SELECTED TEXT:
______________________________

They own everything from top to bottom except the artists.
They only rent the artists because they're disposable.
So this lawsuit seeks money damages as well as disvestiture of the Ticketmaster portion of the enterprise.
It's kind of the linchpin of their ability to control the entire ecosystem to allow free and fair competition, which markets are how we allocate resources in a free society, but there's no free market when there's a monopoly.
And Live Nation, they went about, you know, I was in the merger and acquisition department at Goldman Sachs for many years.
I had my own firm did MA.
They did a logical, and I was part of a management company in the music business, but they did a logical consolidation of the venues from the sheds, the amphitheaters, all of it.
But it was during the Obama administration that then they merged and the Obama administration approved this.
Their Justice Department, an antitrust division, approved the merger into Ticketmaster.
That's when it became a different entity.
I mean, that's when they really had pricing power control, as you said, everybody but the artists, which they rented as rent seekers.
Are we making the argument enough that this is what Obama and the Democrats are all for, these oligarchs?
And that's what you guys are trying to break up.
I mean, the Justice Department came up with a solution.
You state AG said, that's still not good enough.
We want to be tougher on this.
We want to really back entrepreneurs.
Are we putting a highlight to make sure people understand this is how so many of these industries during the Obama administration had the concentration of power around these oligarchs, sir?
What do you, what the state AGs right now, it's kind of, and you guys don't have the staffs, I think, really do this, but now the case has been put to you guys.
You're trying to prosecute this or take it forward.
What are you looking for?
You had a settlement with the U.S. government.
I think a lot of people would say, well, Live Nation would consider that a massive victory.
And here, we're hardcore neo-Brandeisians.
I mean, we want the breakup of the whole thing, is the breakup of big tech and all of it.
What do you think the objectives are of you guys collectively as AGs right now in this live-in situation?
Yeah, I think that there's a number of my colleagues that want to see it completely broken up.
At the minimum, I think that everyone agrees that there needs to be more guardrails around the way they use their scale and their integration in the marketplace.

______________________________

INFORMATION SHOWN:
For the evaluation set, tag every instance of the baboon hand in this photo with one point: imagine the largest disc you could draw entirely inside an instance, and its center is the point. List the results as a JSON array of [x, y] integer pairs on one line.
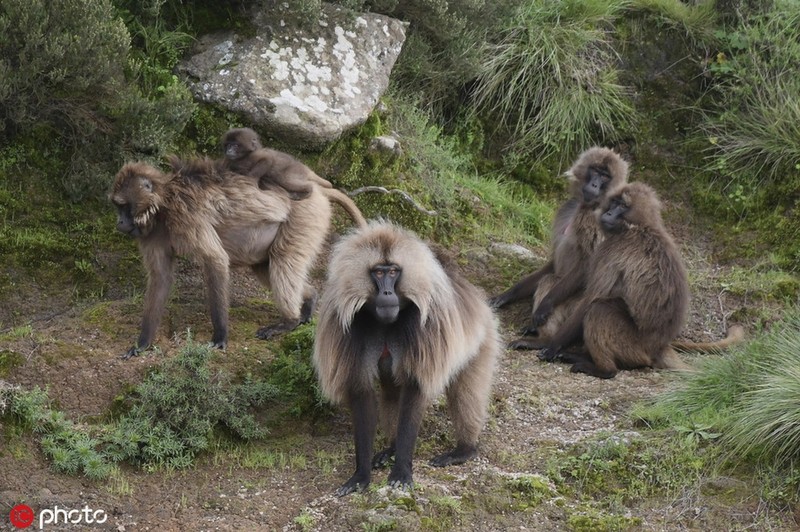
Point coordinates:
[[498, 301], [132, 352], [549, 354], [401, 480], [541, 315]]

______________________________

WORK TO COMPLETE:
1. Set down the part of the Live Nation passage that begins at the words "You're trying to" and stops after the words "in the marketplace.".
2. Summarize the Live Nation passage in three sentences.
3. According to the Live Nation passage, in which Goldman Sachs department did one speaker work for many years?

ANSWERS TO THE PROBLEMS:
1.
You're trying to prosecute this or take it forward.
What are you looking for?
You had a settlement with the U.S. government.
I think a lot of people would say, well, Live Nation would consider that a massive victory.
And here, we're hardcore neo-Brandeisians.
I mean, we want the breakup of the whole thing, is the breakup of big tech and all of it.
What do you think the objectives are of you guys collectively as AGs right now in this live-in situation?
Yeah, I think that there's a number of my colleagues that want to see it completely broken up.
At the minimum, I think that everyone agrees that there needs to be more guardrails around the way they use their scale and their integration in the marketplace.

2. The lawsuit against Live Nation seeks money damages and divestiture of Ticketmaster, which is described as the linchpin of its control over the entire ecosystem. The merger with Ticketmaster was approved by the antitrust division of the Justice Department during the Obama administration, and that is when the company gained real pricing power. Some state attorneys general want the company completely broken up, and at minimum all agree it needs more guardrails on how it uses its scale and integration.

3. The merger and acquisition department.